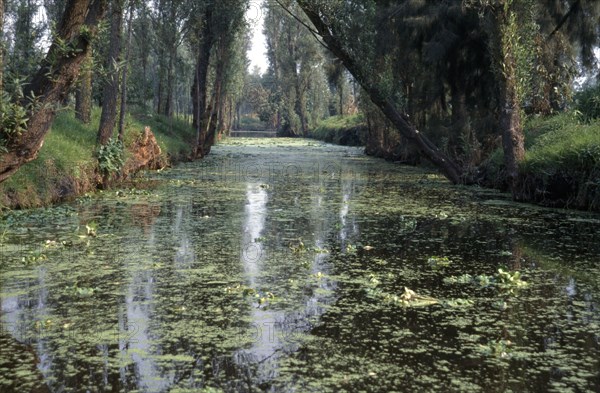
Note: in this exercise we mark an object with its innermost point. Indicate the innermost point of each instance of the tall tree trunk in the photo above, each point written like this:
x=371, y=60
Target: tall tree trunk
x=123, y=110
x=449, y=168
x=111, y=89
x=199, y=89
x=513, y=141
x=83, y=94
x=52, y=82
x=1, y=45
x=168, y=107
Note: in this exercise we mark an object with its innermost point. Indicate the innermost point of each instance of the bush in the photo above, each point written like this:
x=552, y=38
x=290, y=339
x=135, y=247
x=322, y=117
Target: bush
x=587, y=103
x=342, y=130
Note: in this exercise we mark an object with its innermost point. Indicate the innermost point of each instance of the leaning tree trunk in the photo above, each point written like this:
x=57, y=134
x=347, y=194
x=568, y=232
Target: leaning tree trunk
x=52, y=82
x=110, y=96
x=506, y=45
x=83, y=94
x=1, y=44
x=201, y=114
x=449, y=168
x=123, y=108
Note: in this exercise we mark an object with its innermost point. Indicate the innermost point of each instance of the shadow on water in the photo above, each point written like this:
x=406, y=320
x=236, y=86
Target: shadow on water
x=280, y=265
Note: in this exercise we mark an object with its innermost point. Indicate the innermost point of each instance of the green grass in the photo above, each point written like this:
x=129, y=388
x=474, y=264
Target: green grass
x=562, y=144
x=345, y=130
x=69, y=150
x=175, y=135
x=249, y=123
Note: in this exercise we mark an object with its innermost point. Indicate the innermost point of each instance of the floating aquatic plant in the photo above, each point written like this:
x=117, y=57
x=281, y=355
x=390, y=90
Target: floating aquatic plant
x=438, y=262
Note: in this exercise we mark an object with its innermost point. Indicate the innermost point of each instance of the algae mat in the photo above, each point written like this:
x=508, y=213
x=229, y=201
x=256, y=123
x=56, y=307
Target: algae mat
x=292, y=265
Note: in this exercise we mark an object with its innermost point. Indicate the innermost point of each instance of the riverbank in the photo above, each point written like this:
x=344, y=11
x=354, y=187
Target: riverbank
x=279, y=264
x=561, y=166
x=67, y=166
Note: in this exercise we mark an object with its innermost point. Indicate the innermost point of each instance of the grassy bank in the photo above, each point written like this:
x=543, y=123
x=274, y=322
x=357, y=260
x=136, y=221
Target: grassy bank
x=67, y=166
x=342, y=130
x=562, y=162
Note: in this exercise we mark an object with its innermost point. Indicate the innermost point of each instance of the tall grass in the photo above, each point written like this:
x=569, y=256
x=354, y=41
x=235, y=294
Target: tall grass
x=69, y=152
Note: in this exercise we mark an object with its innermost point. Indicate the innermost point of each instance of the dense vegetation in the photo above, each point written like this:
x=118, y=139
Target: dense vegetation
x=458, y=83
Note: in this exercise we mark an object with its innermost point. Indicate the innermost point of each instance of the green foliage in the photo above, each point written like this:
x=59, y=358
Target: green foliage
x=69, y=153
x=14, y=112
x=563, y=145
x=505, y=281
x=587, y=102
x=345, y=130
x=111, y=157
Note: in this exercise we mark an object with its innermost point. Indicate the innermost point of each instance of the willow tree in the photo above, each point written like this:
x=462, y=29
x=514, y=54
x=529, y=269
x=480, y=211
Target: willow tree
x=296, y=70
x=215, y=31
x=24, y=127
x=112, y=84
x=338, y=24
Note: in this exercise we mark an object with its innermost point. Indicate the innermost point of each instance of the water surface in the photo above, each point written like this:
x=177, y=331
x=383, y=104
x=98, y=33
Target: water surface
x=280, y=265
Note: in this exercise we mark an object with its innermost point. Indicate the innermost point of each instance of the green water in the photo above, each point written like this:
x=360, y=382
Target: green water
x=281, y=265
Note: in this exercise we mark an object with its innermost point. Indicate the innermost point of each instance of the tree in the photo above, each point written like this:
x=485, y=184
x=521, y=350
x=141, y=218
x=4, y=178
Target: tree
x=1, y=46
x=111, y=87
x=50, y=84
x=328, y=23
x=296, y=70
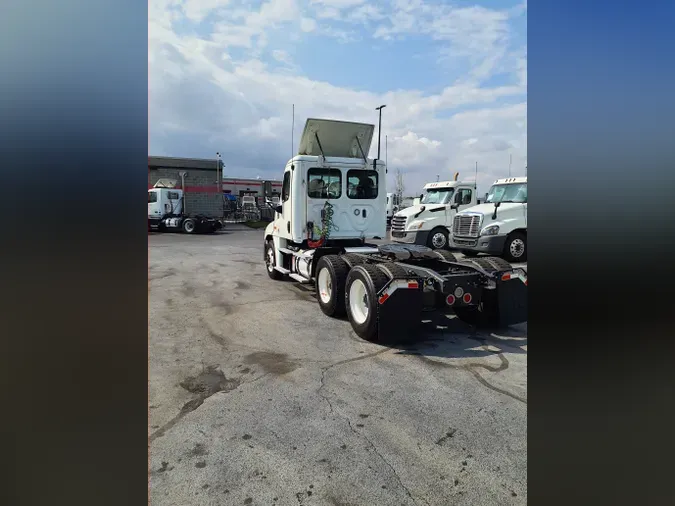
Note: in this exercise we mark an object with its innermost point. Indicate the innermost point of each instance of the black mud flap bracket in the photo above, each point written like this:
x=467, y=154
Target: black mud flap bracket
x=399, y=309
x=510, y=298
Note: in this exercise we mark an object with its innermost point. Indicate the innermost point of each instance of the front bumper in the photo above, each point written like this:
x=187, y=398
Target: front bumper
x=417, y=237
x=490, y=244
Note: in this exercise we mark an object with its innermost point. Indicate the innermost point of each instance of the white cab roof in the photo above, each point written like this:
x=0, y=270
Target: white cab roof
x=337, y=138
x=509, y=180
x=442, y=184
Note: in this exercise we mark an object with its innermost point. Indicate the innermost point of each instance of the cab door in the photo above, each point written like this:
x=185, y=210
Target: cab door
x=283, y=220
x=367, y=210
x=464, y=198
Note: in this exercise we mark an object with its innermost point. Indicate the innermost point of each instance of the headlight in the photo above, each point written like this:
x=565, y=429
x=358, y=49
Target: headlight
x=491, y=230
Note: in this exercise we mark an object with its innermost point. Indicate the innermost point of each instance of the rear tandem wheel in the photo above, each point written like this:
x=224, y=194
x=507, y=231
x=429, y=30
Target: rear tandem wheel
x=363, y=284
x=331, y=275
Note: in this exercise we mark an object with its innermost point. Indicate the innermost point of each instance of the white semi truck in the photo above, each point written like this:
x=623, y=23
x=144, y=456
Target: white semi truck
x=166, y=211
x=332, y=203
x=429, y=223
x=499, y=225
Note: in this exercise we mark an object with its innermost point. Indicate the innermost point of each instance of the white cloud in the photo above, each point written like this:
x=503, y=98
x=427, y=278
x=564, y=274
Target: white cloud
x=307, y=25
x=197, y=10
x=282, y=56
x=202, y=99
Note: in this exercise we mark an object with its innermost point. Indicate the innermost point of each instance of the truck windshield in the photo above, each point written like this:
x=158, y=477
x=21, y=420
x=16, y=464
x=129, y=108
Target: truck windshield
x=437, y=196
x=516, y=192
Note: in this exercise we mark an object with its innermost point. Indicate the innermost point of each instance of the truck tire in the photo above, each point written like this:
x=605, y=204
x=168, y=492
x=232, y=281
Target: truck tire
x=188, y=226
x=363, y=284
x=438, y=238
x=331, y=276
x=446, y=255
x=270, y=262
x=515, y=249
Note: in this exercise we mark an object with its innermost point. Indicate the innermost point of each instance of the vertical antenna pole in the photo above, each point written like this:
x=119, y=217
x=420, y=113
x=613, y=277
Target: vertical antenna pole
x=379, y=130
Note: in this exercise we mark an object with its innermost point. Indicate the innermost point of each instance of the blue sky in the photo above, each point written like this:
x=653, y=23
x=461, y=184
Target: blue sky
x=224, y=75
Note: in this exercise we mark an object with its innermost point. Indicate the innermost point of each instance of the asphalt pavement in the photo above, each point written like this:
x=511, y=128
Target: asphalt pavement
x=257, y=398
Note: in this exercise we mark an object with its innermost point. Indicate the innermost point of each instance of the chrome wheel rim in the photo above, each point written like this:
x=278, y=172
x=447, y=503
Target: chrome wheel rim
x=517, y=248
x=325, y=286
x=270, y=259
x=358, y=301
x=438, y=240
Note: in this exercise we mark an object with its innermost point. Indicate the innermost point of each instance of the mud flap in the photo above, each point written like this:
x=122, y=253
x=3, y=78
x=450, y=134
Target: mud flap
x=509, y=301
x=399, y=311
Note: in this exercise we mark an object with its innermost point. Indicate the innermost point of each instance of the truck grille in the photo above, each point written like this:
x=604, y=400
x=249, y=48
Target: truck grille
x=398, y=223
x=466, y=225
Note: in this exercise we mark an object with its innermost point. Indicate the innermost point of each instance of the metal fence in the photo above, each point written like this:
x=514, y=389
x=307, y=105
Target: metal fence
x=235, y=212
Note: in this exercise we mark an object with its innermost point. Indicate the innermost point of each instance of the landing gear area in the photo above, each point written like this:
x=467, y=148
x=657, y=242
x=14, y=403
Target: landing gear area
x=385, y=291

# Work item
Looking at the data above, return every line from the one with "x=229, y=201" down to the one with "x=136, y=221", exactly and inclusively.

# Expected output
x=229, y=201
x=256, y=123
x=56, y=307
Target: algae mat
x=292, y=265
Note: in this exercise we mark an object with its innermost point. Indicate the innermost point of each instance of the riverbank in the photo above, each point written like this:
x=344, y=11
x=354, y=187
Target: riverbank
x=279, y=264
x=561, y=166
x=67, y=166
Note: in this exercise we mark an object with its innermost point. Indicate the innermost point of each instance of the grassy bank in the photo above, each point written like this:
x=543, y=123
x=274, y=322
x=357, y=260
x=136, y=221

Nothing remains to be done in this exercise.